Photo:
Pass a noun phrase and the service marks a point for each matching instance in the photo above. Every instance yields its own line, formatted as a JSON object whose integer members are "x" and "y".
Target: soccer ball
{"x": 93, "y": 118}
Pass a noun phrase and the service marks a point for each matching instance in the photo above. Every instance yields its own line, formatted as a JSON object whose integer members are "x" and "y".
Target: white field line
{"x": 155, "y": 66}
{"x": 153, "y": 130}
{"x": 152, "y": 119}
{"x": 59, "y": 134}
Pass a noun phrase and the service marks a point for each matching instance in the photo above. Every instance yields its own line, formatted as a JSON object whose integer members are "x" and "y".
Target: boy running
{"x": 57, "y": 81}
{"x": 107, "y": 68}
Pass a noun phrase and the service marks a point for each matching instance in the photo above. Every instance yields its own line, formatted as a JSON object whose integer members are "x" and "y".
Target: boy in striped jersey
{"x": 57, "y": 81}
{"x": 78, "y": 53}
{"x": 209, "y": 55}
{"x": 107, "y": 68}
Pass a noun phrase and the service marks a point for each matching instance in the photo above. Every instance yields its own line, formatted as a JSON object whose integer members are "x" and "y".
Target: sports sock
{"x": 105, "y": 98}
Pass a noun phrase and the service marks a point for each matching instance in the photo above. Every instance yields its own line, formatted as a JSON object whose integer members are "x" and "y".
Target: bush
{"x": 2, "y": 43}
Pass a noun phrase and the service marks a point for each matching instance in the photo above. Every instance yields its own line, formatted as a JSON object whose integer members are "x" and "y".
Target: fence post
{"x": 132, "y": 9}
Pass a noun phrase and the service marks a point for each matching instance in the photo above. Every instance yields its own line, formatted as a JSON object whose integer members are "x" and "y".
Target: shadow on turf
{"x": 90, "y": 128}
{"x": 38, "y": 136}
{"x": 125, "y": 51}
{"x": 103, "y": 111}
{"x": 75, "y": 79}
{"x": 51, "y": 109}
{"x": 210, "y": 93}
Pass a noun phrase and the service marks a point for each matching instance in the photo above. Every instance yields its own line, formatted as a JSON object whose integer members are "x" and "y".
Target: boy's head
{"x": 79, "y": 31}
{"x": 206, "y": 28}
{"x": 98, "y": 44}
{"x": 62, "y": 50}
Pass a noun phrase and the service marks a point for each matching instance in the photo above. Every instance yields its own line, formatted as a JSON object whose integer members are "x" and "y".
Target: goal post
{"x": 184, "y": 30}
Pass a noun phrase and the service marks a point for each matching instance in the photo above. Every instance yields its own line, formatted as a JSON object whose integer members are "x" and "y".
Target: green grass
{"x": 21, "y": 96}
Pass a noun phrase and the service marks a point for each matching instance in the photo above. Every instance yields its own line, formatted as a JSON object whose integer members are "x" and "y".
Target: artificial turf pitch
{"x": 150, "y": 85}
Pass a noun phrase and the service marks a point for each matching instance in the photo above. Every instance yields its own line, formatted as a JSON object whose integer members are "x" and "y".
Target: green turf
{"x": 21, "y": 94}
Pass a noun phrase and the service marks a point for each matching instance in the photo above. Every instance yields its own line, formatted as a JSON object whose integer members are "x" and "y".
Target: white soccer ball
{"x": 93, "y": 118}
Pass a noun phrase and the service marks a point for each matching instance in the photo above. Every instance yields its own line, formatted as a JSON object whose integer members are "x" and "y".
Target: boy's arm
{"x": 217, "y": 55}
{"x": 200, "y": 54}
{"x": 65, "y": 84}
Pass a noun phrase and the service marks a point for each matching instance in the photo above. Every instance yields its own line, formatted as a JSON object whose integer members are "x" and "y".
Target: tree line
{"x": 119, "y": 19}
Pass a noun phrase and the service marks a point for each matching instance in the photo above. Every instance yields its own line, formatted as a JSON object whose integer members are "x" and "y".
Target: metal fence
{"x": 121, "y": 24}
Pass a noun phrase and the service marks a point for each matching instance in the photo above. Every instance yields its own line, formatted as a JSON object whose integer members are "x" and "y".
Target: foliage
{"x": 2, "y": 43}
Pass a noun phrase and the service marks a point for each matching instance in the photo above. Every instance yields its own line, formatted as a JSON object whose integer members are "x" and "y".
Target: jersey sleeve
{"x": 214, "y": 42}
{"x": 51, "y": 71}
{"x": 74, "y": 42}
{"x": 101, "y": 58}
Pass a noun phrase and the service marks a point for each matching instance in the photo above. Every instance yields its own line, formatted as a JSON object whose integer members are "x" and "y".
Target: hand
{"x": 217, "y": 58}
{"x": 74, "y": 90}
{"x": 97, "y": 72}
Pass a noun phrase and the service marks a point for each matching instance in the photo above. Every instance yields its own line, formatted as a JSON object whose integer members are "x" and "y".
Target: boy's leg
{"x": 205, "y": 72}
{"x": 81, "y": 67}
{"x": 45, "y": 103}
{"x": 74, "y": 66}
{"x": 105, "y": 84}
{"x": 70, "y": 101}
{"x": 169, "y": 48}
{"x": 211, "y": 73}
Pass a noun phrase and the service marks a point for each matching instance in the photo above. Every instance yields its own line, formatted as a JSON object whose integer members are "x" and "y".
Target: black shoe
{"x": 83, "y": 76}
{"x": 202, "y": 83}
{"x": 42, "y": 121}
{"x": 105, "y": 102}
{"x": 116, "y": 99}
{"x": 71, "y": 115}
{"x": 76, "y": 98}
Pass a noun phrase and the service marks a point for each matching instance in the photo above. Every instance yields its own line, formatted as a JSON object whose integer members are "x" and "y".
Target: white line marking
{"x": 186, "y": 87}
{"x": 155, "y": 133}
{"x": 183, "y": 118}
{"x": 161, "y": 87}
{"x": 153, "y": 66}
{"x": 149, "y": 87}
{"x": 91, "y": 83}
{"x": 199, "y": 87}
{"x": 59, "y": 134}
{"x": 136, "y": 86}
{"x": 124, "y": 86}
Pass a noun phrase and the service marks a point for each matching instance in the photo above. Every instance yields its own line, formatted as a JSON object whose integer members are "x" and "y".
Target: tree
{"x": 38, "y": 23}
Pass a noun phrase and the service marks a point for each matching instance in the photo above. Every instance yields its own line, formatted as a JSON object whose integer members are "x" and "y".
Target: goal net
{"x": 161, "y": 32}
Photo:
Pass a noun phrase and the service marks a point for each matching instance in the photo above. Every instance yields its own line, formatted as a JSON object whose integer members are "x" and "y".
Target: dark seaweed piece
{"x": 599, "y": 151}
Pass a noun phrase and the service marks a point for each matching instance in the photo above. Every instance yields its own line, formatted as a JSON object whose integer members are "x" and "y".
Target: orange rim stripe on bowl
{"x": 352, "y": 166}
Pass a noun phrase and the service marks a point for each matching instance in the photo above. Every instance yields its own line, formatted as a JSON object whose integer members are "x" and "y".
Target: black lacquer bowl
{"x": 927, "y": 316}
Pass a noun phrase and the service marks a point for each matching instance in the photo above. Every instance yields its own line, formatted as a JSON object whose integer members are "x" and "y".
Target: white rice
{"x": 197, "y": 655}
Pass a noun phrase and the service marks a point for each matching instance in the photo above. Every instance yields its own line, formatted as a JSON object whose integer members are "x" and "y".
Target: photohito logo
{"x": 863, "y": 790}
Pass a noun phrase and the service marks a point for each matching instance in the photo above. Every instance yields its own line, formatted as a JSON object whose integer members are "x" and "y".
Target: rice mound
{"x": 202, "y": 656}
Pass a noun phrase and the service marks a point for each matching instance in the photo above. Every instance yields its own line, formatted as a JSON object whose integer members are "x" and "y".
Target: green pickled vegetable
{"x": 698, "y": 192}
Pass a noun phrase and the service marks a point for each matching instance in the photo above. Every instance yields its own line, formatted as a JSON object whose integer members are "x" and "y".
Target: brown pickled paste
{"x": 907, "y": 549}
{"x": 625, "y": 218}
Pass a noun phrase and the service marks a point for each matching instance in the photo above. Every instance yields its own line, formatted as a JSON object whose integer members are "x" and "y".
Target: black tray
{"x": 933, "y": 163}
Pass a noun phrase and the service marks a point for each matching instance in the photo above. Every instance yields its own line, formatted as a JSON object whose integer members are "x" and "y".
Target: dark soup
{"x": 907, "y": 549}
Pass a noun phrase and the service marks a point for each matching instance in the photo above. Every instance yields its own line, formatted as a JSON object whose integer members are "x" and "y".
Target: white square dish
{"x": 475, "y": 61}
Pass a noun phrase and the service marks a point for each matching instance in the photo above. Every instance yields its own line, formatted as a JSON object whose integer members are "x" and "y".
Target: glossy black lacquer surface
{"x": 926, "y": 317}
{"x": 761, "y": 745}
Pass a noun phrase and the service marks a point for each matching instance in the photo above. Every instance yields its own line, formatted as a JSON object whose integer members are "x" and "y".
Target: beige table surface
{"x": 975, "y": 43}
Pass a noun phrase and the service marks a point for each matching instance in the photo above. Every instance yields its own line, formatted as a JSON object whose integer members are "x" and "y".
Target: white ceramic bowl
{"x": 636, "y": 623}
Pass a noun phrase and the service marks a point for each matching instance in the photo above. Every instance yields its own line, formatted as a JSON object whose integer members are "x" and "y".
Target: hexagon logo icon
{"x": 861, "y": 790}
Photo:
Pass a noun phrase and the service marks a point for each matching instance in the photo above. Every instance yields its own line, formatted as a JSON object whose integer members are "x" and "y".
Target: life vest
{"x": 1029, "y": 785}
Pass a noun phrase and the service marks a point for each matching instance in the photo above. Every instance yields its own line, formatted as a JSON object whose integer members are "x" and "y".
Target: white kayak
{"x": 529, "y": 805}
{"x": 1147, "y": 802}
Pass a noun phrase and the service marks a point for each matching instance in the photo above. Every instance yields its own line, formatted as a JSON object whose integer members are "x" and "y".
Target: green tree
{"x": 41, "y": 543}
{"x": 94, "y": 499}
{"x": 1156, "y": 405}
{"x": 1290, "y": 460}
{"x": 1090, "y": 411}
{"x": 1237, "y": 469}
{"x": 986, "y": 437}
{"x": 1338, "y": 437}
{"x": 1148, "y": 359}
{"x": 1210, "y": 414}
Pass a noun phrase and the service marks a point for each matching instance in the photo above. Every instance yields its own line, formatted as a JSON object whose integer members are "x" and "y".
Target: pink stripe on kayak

+ + + +

GOAL> Determine how many lines in the records above include the word "pickled", and reply with that number alone.

FINAL RESULT> 2